┌──

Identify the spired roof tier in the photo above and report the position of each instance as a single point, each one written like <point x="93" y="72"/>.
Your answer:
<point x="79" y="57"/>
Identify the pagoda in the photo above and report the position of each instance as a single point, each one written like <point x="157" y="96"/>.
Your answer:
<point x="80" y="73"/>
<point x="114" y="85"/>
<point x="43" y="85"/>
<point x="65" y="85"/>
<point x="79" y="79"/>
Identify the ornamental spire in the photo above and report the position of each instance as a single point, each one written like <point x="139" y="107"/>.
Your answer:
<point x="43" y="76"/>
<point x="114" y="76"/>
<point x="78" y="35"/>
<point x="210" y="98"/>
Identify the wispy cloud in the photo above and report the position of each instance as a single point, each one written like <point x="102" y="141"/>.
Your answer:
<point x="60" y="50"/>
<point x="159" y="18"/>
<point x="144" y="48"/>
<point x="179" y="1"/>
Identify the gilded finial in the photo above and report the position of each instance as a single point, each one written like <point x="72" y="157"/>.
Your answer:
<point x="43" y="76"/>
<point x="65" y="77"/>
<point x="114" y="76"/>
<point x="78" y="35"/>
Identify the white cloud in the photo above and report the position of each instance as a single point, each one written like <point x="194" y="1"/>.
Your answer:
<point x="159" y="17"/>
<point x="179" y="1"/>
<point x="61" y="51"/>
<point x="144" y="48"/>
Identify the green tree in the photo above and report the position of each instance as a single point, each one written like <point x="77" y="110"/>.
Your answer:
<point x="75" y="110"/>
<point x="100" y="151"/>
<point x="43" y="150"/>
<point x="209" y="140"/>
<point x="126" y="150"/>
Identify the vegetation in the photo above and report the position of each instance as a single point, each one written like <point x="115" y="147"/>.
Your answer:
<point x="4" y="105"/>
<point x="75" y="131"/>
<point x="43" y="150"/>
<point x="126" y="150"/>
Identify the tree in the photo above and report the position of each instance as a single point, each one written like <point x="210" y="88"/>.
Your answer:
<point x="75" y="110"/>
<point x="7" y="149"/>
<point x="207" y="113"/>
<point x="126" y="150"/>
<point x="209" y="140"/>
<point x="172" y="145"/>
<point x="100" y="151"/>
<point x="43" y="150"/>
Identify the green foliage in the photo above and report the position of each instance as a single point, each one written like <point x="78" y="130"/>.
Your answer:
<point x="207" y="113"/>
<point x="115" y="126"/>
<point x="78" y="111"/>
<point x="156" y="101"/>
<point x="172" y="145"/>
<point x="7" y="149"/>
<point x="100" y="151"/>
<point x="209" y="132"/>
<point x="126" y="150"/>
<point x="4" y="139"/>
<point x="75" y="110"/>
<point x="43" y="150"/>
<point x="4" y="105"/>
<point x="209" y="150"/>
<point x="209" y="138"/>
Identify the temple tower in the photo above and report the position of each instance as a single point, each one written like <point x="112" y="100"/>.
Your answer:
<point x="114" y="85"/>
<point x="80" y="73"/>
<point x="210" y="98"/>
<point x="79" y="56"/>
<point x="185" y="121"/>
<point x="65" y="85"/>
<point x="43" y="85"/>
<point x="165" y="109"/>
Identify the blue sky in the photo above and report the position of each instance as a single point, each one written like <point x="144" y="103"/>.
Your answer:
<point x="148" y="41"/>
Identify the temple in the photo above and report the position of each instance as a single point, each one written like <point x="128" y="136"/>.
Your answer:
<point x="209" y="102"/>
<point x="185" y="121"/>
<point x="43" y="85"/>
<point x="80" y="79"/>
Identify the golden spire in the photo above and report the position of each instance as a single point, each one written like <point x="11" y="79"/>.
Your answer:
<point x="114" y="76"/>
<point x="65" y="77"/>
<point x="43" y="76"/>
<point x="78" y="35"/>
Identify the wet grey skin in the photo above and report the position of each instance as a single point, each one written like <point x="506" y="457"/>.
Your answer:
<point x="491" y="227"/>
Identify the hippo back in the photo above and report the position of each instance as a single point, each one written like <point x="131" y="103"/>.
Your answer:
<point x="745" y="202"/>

└──

## Problem
Type out the whole listing above again, exactly as it stands.

## Solution to this exercise
Identify the spired roof tier in the photo above and report the position of each instance as a single point, each one written like <point x="93" y="72"/>.
Your answer:
<point x="79" y="57"/>
Identify the pagoda in the photo above and report the position of each instance as a single point, each one written like <point x="157" y="96"/>.
Your answer:
<point x="80" y="73"/>
<point x="114" y="85"/>
<point x="43" y="85"/>
<point x="65" y="85"/>
<point x="79" y="79"/>
Identify the ornamental spire in the photo above and report the position of each instance as a single point, each one written like <point x="139" y="107"/>.
Your answer:
<point x="43" y="76"/>
<point x="114" y="76"/>
<point x="78" y="35"/>
<point x="210" y="98"/>
Identify the wispy cloud in the photo above and report the position of each instance as a single point, each one written like <point x="102" y="141"/>.
Your answer:
<point x="60" y="50"/>
<point x="159" y="18"/>
<point x="144" y="48"/>
<point x="179" y="1"/>
Identify the gilded finial in the photo above and report the position of each instance as a single point, each one written like <point x="72" y="157"/>.
Your answer:
<point x="43" y="76"/>
<point x="65" y="77"/>
<point x="114" y="76"/>
<point x="78" y="35"/>
Identify the white cloud in the photo above and report the position of each instance as a single point, each one written like <point x="194" y="1"/>.
Your answer:
<point x="159" y="17"/>
<point x="179" y="1"/>
<point x="61" y="51"/>
<point x="144" y="48"/>
Identify the green tree in the photo above and report the position of each instance as a single point, each one written like <point x="77" y="110"/>.
Your answer:
<point x="75" y="110"/>
<point x="100" y="151"/>
<point x="43" y="150"/>
<point x="209" y="140"/>
<point x="126" y="150"/>
Identify the vegetation in the photo above and report the position of each instance as a single point, each one written like <point x="115" y="147"/>.
Your answer:
<point x="4" y="105"/>
<point x="75" y="131"/>
<point x="43" y="150"/>
<point x="126" y="150"/>
Identify the tree in the photo above and report the position of each instance as a single point, each one written like <point x="210" y="88"/>.
Your answer:
<point x="75" y="110"/>
<point x="7" y="149"/>
<point x="207" y="113"/>
<point x="126" y="150"/>
<point x="209" y="140"/>
<point x="172" y="145"/>
<point x="100" y="151"/>
<point x="43" y="150"/>
Identify the green foliage in the photo above and report the position of each instance as a single point, each one written like <point x="78" y="130"/>.
Your answer:
<point x="207" y="113"/>
<point x="115" y="126"/>
<point x="78" y="111"/>
<point x="156" y="101"/>
<point x="172" y="145"/>
<point x="7" y="149"/>
<point x="100" y="151"/>
<point x="209" y="132"/>
<point x="126" y="150"/>
<point x="4" y="139"/>
<point x="75" y="110"/>
<point x="43" y="150"/>
<point x="4" y="105"/>
<point x="209" y="150"/>
<point x="209" y="138"/>
Identify the temple tower in the photo above and report the position of each instance as a single point, each one written like <point x="112" y="100"/>.
Your answer:
<point x="114" y="85"/>
<point x="80" y="73"/>
<point x="210" y="98"/>
<point x="79" y="56"/>
<point x="185" y="121"/>
<point x="65" y="85"/>
<point x="43" y="85"/>
<point x="165" y="109"/>
Identify the blue sky in the photo above and report the position of each instance as a single point, each one written like <point x="144" y="103"/>.
Your answer:
<point x="148" y="41"/>
Identify the temple in the photo above and report the position of each instance as a single point, each one written like <point x="128" y="136"/>.
Your answer:
<point x="209" y="102"/>
<point x="185" y="121"/>
<point x="43" y="85"/>
<point x="80" y="79"/>
Identify the golden spire in the photo above and report the position of each instance as a single point, each one written like <point x="11" y="79"/>.
Your answer:
<point x="114" y="76"/>
<point x="65" y="77"/>
<point x="43" y="76"/>
<point x="78" y="35"/>
Identify the wet grey skin in the photo above and report the position of each instance as a single point, each one written like <point x="506" y="457"/>.
Your answer:
<point x="491" y="227"/>
Identify the hippo back in the photo above and report the position of each instance as a single point, each one written like <point x="131" y="103"/>.
Your answer:
<point x="745" y="202"/>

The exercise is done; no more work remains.